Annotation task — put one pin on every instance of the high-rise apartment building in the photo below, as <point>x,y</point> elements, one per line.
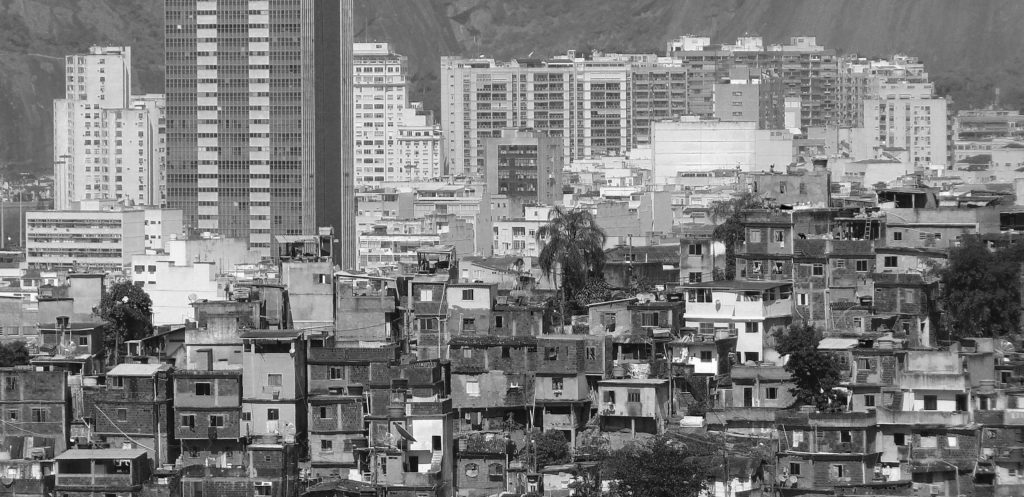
<point>259,132</point>
<point>380,96</point>
<point>107,143</point>
<point>395,139</point>
<point>808,72</point>
<point>524,166</point>
<point>894,100</point>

..........

Copy the lines above word for word, leaving out the picture.

** Result of the task **
Annotation task — put one pin on every instance of the high-rise apartment building in the photo below, as <point>x,y</point> elements, one per line.
<point>259,132</point>
<point>380,96</point>
<point>107,143</point>
<point>395,139</point>
<point>808,72</point>
<point>524,166</point>
<point>894,100</point>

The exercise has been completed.